- _Text excerpt_
■ ■ ■

Every young Indian leaving the homeland for the United States is given the following orders by their parents: Don't eat any cow (It's still sacred!), don't go out too much, save (and save, and save) your money, and most important, do not marry a foreigner. Priya Rao left India when she was twenty to study in the U.S., and she's never been back. Now, seven years later, she's out of excuses. She has to return and give her family the news: She's engaged to Nick Collins, a kind, loving American man. It's going to break their hearts.
Returning to India is an overwhelming experience for Priya. When she was growing up, summer was all about mangoes-ripe, sweet mangoes, bursting with juices that dripped down your chin, hands, and neck. But after years away, she sweats as if she's never been through an Indian summer before. Everything looks dirtier than she remembered. And things that used to seem natural (a buffalo strolling down a newly laid asphalt road, for example) now feel totally chaotic.

■ ■ ■

- _Records supplied_
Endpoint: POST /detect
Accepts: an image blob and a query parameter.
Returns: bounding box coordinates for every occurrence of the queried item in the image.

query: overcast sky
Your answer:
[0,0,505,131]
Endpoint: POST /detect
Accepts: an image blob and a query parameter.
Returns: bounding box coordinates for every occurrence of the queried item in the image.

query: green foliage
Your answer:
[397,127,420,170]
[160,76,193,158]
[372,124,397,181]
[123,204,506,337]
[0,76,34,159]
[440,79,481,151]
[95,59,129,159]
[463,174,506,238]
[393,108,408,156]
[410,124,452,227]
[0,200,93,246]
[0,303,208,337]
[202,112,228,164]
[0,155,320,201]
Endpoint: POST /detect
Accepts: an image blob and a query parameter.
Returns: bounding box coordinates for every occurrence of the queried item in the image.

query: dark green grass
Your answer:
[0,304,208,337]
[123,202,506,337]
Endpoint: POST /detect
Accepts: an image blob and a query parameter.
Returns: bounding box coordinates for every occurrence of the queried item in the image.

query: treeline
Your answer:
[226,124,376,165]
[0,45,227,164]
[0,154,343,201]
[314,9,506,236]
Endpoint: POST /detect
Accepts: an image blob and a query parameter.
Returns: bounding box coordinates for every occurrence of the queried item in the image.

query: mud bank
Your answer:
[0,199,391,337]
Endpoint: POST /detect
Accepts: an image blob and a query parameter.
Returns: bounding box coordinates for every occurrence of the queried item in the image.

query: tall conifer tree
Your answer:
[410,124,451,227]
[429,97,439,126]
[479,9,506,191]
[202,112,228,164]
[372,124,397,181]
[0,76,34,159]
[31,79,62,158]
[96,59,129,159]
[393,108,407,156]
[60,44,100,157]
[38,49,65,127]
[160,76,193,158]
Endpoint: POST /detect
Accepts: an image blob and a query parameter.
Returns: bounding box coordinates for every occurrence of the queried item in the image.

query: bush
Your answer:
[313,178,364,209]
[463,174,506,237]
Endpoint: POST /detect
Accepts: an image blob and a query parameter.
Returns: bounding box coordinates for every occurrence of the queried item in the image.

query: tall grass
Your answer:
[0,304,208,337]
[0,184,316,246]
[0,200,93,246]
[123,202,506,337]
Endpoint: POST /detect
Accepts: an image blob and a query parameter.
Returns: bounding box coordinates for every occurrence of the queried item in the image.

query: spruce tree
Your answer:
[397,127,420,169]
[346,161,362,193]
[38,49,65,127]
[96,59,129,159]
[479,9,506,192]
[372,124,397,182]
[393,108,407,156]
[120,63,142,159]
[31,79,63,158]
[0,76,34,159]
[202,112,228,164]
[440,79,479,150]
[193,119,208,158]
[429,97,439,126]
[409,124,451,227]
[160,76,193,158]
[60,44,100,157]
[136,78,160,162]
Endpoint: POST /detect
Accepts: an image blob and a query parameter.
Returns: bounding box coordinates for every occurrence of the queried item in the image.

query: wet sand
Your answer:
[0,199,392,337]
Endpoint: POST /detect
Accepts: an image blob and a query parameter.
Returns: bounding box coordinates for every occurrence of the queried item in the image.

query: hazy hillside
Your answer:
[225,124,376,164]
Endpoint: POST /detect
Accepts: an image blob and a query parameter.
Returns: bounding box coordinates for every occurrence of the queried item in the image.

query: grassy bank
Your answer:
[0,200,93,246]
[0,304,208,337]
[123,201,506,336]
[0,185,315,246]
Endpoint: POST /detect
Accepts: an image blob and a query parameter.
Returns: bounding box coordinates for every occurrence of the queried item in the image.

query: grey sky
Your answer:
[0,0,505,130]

■ ■ ■

- _Objectives_
**A.** Present the listing as a Markdown table with the columns Row and Line, starting with the first line of the listing and going on through the line that contains "[0,0,505,131]". Leave out blank lines, and put each line in its own numbered row.
**B.** Carry the passage about Priya Rao's return to India forward from its last sentence.

- _Responses by task_
**A.**
| Row | Line |
|---|---|
| 1 | Endpoint: POST /detect |
| 2 | Accepts: an image blob and a query parameter. |
| 3 | Returns: bounding box coordinates for every occurrence of the queried item in the image. |
| 4 | query: overcast sky |
| 5 | Your answer: |
| 6 | [0,0,505,131] |

**B.**
But Priya's relatives remain the same. Her mother and father insist that it's time they arranged her marriage to a “nice Indian boy.” Her extended family talks of nothing but marriage-particularly the marriage of her uncle Anand, which still has them reeling. Not only did Anand marry a woman from another Indian state, but he also married for love. Happiness and love are not the point of her grandparents' or her parents' union. In her family's rule book, duty is at the top of the list.
Just as Priya begins to feel she can't possibly tell her family that she's engaged to an American, a secret is revealed that leaves her stunned and off-balance. Now she is forced to choose between the love of her family and Nick, the love of her life.
As sharp and intoxicating as sugarcane juice bought fresh from a market cart, The Mango Season is a delightful trip into the heart and soul of both contemporary India and a woman on the edge of a profound life change.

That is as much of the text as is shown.